_Auszuführende Aufgabe_:
Gib die Zeilen vom Anfang der Auflistung bis einschließlich der Zeile mit „401 864 L 389“ unverändert aus und lass die Bilder dabei weg.

_Zu verwendende Daten_:
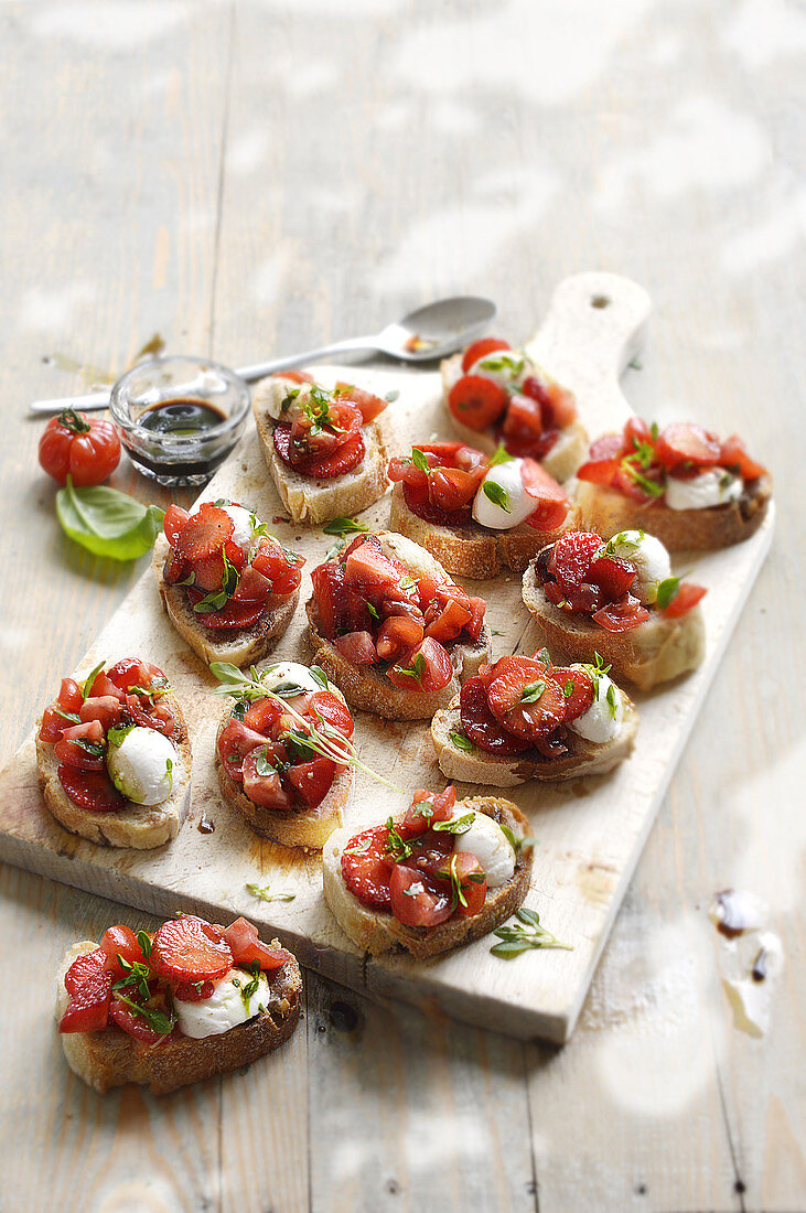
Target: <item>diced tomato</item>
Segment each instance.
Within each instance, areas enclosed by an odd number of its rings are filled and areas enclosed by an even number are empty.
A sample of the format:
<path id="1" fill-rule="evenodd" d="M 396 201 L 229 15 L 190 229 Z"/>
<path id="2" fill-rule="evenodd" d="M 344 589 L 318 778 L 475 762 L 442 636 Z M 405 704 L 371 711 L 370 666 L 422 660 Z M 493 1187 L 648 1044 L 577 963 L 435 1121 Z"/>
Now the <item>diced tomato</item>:
<path id="1" fill-rule="evenodd" d="M 401 864 L 389 875 L 389 900 L 393 915 L 406 927 L 436 927 L 453 912 L 448 885 Z"/>
<path id="2" fill-rule="evenodd" d="M 65 712 L 78 712 L 81 707 L 84 694 L 75 678 L 62 678 L 62 687 L 58 693 L 57 704 Z"/>
<path id="3" fill-rule="evenodd" d="M 678 593 L 661 614 L 668 619 L 680 619 L 681 615 L 687 615 L 690 610 L 693 610 L 707 593 L 704 586 L 698 586 L 693 581 L 681 581 L 678 586 Z"/>
<path id="4" fill-rule="evenodd" d="M 351 666 L 373 666 L 378 660 L 371 632 L 347 632 L 337 636 L 333 647 Z"/>
<path id="5" fill-rule="evenodd" d="M 687 462 L 696 467 L 713 467 L 721 455 L 719 438 L 693 421 L 673 421 L 661 431 L 654 450 L 658 460 L 669 468 Z"/>
<path id="6" fill-rule="evenodd" d="M 462 896 L 467 902 L 467 905 L 462 905 L 462 901 L 459 901 L 456 912 L 459 918 L 474 918 L 481 912 L 481 907 L 487 900 L 486 872 L 479 862 L 478 856 L 471 855 L 467 850 L 457 850 L 448 866 L 456 876 L 462 889 Z"/>
<path id="7" fill-rule="evenodd" d="M 448 392 L 451 412 L 478 432 L 492 426 L 507 408 L 507 392 L 482 375 L 464 375 Z"/>
<path id="8" fill-rule="evenodd" d="M 64 729 L 61 741 L 56 742 L 55 753 L 57 761 L 68 767 L 78 767 L 79 770 L 104 770 L 101 722 L 86 721 Z"/>
<path id="9" fill-rule="evenodd" d="M 738 434 L 731 434 L 721 444 L 719 462 L 721 467 L 737 472 L 744 480 L 758 480 L 767 471 L 762 463 L 756 463 L 748 455 L 747 446 Z"/>
<path id="10" fill-rule="evenodd" d="M 373 826 L 354 835 L 342 852 L 342 877 L 353 896 L 379 910 L 389 909 L 389 831 Z"/>
<path id="11" fill-rule="evenodd" d="M 62 763 L 56 774 L 68 798 L 74 804 L 80 804 L 82 809 L 112 813 L 126 802 L 105 770 L 79 770 L 78 767 Z"/>
<path id="12" fill-rule="evenodd" d="M 355 722 L 350 716 L 350 710 L 332 690 L 314 691 L 307 714 L 313 716 L 318 723 L 319 717 L 322 717 L 331 729 L 336 729 L 348 740 L 355 731 Z"/>
<path id="13" fill-rule="evenodd" d="M 88 974 L 70 993 L 59 1020 L 59 1032 L 98 1032 L 109 1021 L 112 975 L 105 970 Z"/>
<path id="14" fill-rule="evenodd" d="M 475 366 L 482 358 L 495 354 L 497 349 L 511 349 L 511 346 L 508 341 L 499 341 L 498 337 L 482 337 L 480 341 L 474 341 L 462 355 L 463 372 L 467 375 L 471 366 Z"/>
<path id="15" fill-rule="evenodd" d="M 394 687 L 428 695 L 448 685 L 453 678 L 453 666 L 439 640 L 427 636 L 407 657 L 387 671 L 387 677 Z"/>
<path id="16" fill-rule="evenodd" d="M 316 757 L 310 762 L 297 763 L 288 767 L 286 779 L 297 792 L 297 796 L 309 808 L 321 804 L 331 790 L 336 778 L 336 763 L 330 758 Z M 246 776 L 244 776 L 246 787 Z M 248 795 L 248 793 L 247 793 Z"/>
<path id="17" fill-rule="evenodd" d="M 459 713 L 468 739 L 486 753 L 516 754 L 530 748 L 528 738 L 509 733 L 492 714 L 481 678 L 468 678 L 463 684 L 459 691 Z"/>
<path id="18" fill-rule="evenodd" d="M 167 539 L 171 547 L 176 545 L 177 539 L 182 534 L 185 523 L 190 514 L 182 506 L 168 506 L 165 511 L 165 518 L 162 519 L 162 530 L 165 531 L 165 537 Z"/>
<path id="19" fill-rule="evenodd" d="M 99 947 L 105 956 L 104 968 L 112 973 L 115 981 L 122 978 L 126 972 L 118 962 L 119 956 L 122 956 L 130 966 L 145 963 L 143 949 L 137 943 L 137 935 L 131 927 L 126 927 L 122 923 L 118 927 L 108 927 L 104 930 Z"/>
<path id="20" fill-rule="evenodd" d="M 631 628 L 644 623 L 650 613 L 646 606 L 641 606 L 638 598 L 625 594 L 618 603 L 607 603 L 590 616 L 594 623 L 599 623 L 608 632 L 629 632 Z"/>
<path id="21" fill-rule="evenodd" d="M 194 915 L 164 922 L 154 936 L 150 964 L 168 981 L 216 981 L 233 967 L 221 932 Z"/>
<path id="22" fill-rule="evenodd" d="M 565 716 L 562 688 L 533 657 L 504 657 L 499 666 L 487 688 L 495 718 L 508 733 L 530 741 L 548 736 Z"/>
<path id="23" fill-rule="evenodd" d="M 291 956 L 285 947 L 268 947 L 262 944 L 257 927 L 247 918 L 236 918 L 224 932 L 224 939 L 229 944 L 235 964 L 251 966 L 257 961 L 261 969 L 270 973 L 281 969 Z"/>

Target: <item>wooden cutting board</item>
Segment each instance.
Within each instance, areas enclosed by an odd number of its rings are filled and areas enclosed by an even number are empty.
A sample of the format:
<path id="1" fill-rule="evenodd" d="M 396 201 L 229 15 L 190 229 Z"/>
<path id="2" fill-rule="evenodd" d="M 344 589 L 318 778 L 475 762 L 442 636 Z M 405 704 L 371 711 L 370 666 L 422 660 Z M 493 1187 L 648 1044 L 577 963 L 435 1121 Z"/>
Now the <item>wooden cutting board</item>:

_Lösung_:
Target: <item>diced tomato</item>
Segment each instance.
Within each instance, areas enclosed by an odd number of its rings are filled and areas enclosed by an even number are empty.
A sample of the format:
<path id="1" fill-rule="evenodd" d="M 396 201 L 229 15 L 190 229 Z"/>
<path id="2" fill-rule="evenodd" d="M 344 589 L 318 778 L 475 762 L 442 636 Z M 405 704 L 371 711 L 370 666 L 422 660 Z M 493 1187 L 648 1044 L 577 963 L 435 1121 Z"/>
Now the <item>diced tomato</item>:
<path id="1" fill-rule="evenodd" d="M 401 864 L 389 875 L 389 900 L 393 915 L 406 927 L 436 927 L 453 912 L 448 885 Z"/>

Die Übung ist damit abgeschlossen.